**Task:** Exactly as written, set down every entry once more.

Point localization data
+---+
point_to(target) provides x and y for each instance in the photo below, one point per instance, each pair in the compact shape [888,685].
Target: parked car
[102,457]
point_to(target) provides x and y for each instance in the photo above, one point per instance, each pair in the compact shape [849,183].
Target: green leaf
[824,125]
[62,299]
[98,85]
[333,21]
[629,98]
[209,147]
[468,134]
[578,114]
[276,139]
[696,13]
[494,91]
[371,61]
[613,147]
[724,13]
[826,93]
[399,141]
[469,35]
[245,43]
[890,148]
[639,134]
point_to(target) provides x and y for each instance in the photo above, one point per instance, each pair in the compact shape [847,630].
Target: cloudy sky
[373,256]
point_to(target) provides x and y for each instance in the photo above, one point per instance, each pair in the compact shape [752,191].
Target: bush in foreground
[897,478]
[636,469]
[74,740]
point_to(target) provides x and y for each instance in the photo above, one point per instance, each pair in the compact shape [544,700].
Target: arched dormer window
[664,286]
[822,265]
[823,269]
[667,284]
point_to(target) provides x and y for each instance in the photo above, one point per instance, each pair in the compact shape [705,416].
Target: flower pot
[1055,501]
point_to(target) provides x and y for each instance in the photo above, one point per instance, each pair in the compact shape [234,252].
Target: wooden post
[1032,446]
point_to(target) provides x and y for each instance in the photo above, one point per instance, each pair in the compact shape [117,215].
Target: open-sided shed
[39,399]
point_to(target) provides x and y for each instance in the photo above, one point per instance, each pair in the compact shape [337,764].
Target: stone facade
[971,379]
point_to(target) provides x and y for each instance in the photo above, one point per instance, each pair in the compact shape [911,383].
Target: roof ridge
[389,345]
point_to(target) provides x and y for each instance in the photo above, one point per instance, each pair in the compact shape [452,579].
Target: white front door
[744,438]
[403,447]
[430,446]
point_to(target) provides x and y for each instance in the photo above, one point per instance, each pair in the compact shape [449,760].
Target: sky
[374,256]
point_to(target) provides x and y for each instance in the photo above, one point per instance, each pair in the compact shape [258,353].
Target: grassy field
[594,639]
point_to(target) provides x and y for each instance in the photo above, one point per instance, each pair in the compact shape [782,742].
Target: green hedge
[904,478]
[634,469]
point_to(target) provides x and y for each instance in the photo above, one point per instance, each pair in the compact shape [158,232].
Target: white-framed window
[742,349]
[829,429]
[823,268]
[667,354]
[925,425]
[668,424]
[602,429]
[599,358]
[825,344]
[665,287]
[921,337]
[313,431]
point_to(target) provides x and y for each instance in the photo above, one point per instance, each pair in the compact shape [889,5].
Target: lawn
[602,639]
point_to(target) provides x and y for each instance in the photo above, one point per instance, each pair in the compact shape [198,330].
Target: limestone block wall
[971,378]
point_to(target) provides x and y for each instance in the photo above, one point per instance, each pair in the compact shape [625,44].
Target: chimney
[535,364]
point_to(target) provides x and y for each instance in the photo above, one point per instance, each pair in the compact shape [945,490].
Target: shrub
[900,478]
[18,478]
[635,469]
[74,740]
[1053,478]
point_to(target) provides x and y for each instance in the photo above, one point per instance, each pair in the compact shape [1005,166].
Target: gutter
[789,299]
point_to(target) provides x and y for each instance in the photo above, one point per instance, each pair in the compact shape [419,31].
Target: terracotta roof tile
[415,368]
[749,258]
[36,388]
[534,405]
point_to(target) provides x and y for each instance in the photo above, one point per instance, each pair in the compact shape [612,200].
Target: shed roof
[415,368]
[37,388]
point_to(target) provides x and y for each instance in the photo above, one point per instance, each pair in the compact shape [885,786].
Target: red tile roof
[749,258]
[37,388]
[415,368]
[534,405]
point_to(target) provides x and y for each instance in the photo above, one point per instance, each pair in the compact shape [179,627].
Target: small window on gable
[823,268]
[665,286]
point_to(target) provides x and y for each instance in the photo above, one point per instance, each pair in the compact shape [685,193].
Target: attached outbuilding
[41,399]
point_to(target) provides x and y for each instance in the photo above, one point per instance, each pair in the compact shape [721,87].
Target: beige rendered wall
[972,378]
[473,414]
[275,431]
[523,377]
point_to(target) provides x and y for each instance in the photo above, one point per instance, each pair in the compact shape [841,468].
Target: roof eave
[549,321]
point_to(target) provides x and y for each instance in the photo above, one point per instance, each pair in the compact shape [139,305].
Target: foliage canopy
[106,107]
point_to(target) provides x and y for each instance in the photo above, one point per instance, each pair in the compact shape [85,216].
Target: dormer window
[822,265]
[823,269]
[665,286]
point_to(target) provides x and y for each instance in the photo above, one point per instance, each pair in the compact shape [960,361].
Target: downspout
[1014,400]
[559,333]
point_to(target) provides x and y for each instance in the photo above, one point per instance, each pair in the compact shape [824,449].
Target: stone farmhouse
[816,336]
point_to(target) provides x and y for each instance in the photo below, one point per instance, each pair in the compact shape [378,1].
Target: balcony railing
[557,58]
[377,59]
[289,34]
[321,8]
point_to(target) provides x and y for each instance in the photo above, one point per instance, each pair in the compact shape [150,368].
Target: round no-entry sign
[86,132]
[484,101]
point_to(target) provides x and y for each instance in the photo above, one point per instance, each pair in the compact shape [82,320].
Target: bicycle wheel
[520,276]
+---+
**Worked solution:**
point_to(target) provides x and y for each instance in the photo below, one point per instance, each pair in the compact shape [888,685].
Target: parked car
[102,457]
point_to(target) provides x and y for each instance in the photo above, one point per instance, each pair in the compact shape [849,183].
Target: green leaf
[824,125]
[62,299]
[98,85]
[333,21]
[629,98]
[209,147]
[468,134]
[578,114]
[276,139]
[696,13]
[494,91]
[371,61]
[613,147]
[724,13]
[826,93]
[399,141]
[469,35]
[245,43]
[890,148]
[639,134]
point_to(target) provides x and y for each instance in the photo above, one point per instance, each pair in the compact shape [847,630].
Target: cloudy sky
[373,256]
point_to(target) provides x and y for each instance in the photo above, one point per instance, each pair in the compact shape [752,191].
Target: bush in foreground
[897,478]
[636,469]
[74,740]
point_to(target) provides x and y for each instance in the photo above, one point per instance, each pair in the compact shape [544,700].
Target: arched dormer window
[664,286]
[822,265]
[823,269]
[667,284]
point_to(target) provides x and y for each instance in the photo above, one point per instance, each pair in the compact shape [705,416].
Target: flower pot
[1055,501]
point_to(target) provides x and y for each instance in the photo above, one point per instance, each pair in the compact shape [234,252].
Target: wooden post
[1032,446]
point_to(target) provides x and y for each instance in the photo above, one point per instance, each pair in the compact shape [117,215].
Target: open-sided shed
[39,399]
point_to(target) provides x and y for each instance in the photo above, one point per instance, each pair in the compact shape [337,764].
Target: stone facade
[971,379]
point_to(target) provides x and y for each instance in the photo above, one point per instance, each pair in the compact shape [911,383].
Target: roof ridge
[389,345]
point_to(target) provides x and y for each instance in the photo above, one point per instance, each pair in the compact shape [452,579].
Target: white front door
[744,438]
[403,447]
[430,446]
point_to(target) provides x and y for each instance in the photo above, one point per instance, each pair in the compact shape [449,760].
Target: sky
[374,256]
point_to(target) provides x and y for each instance in the photo above, one point per instance, each pair in the compact shape [258,353].
Target: grassy field
[594,639]
point_to(target) provides x and y for each instance in the photo above, one point per instance, each pair in the compact shape [782,742].
Target: green hedge
[904,478]
[634,469]
point_to(target) provides x and y for each instance in the photo above, one point per instance, each pair in the compact shape [158,232].
Target: white-framed window
[742,349]
[829,429]
[823,268]
[667,354]
[925,425]
[668,424]
[602,429]
[599,358]
[825,344]
[665,287]
[921,337]
[313,431]
point_to(target) provides x and y for each instance in the photo above, one point per instance, each pair in the compact shape [889,5].
Target: lawn
[602,639]
point_to(target) provides x and y for each instance in the photo above, one point per instance, each pair in the compact shape [198,330].
Target: limestone block wall
[971,378]
point_to(target) provides x and y for each instance in the photo above, one point per instance, each pair in the compact shape [625,44].
Target: chimney
[535,364]
point_to(target) provides x and y for each instance in the photo above, one point per instance, each pair in the compact shape [945,490].
Target: shrub
[900,478]
[18,478]
[635,469]
[74,740]
[1053,478]
point_to(target) provides x and y for each instance in the photo above, one point per instance, each pair in the compact shape [1005,166].
Target: gutter
[789,299]
point_to(target) provides x and y for each instance in the photo above, one point per instance, each pair in the compact shape [419,31].
Target: terracotta roof tile
[415,368]
[749,258]
[36,388]
[534,405]
point_to(target) provides x and y for each instance in the photo above, one point per instance, each pair in the compact shape [612,200].
Target: shed roof
[415,368]
[37,388]
point_to(target) provides x and y for each instance in the photo above, one point per instance, each pair in the compact shape [885,786].
Target: red tile roof
[749,258]
[37,388]
[415,368]
[534,405]
point_to(target) provides x and y for each instance in the photo above, one point per instance, each pair in the compact shape [179,627].
Target: small window on gable
[823,268]
[665,286]
point_to(target) provides x and y for each instance in the photo above, one point per instance, each pair in the compact shape [685,193].
Target: attached outbuilding
[41,399]
point_to(target) provides x and y for each instance in the photo above, one point per instance, each pair in the compact shape [721,87].
Target: beige rendered wall
[972,378]
[473,414]
[275,431]
[523,377]
point_to(target) provides x and y for each instance in the photo above, one point per instance, each pair in the compact shape [841,468].
Target: roof eave
[549,321]
point_to(target) provides x and y for each instance in the photo above, one point per instance, each pair in the compact shape [139,305].
Target: foliage canopy
[106,107]
point_to(target) provides x and y for each instance in the photo above, one point per instance, each pair in the compact shape [85,216].
Target: dormer window
[822,265]
[823,269]
[665,286]
point_to(target) provides x and y for each instance in the photo above, one point per instance, each pair in the compact shape [960,361].
Target: downspout
[1014,400]
[559,333]
point_to(target) provides x and y for each instance in the photo above, one point per instance, each pair in the compact shape [824,449].
Target: stone farmhouse
[816,336]
point_to(target) provides x and y for each instance in the photo below, one point per instance, each pair in the compact shape [378,1].
Target: balcony railing
[557,58]
[377,59]
[289,34]
[321,8]
point_to(target) provides x and y for each instance in the photo above, one point per instance, each pair in the compact shape [150,368].
Target: round no-entry sign
[86,132]
[484,101]
point_to(target) provides x and y for each instance in the photo above, one point per instance, each pair in the compact shape [82,320].
Target: bicycle wheel
[520,276]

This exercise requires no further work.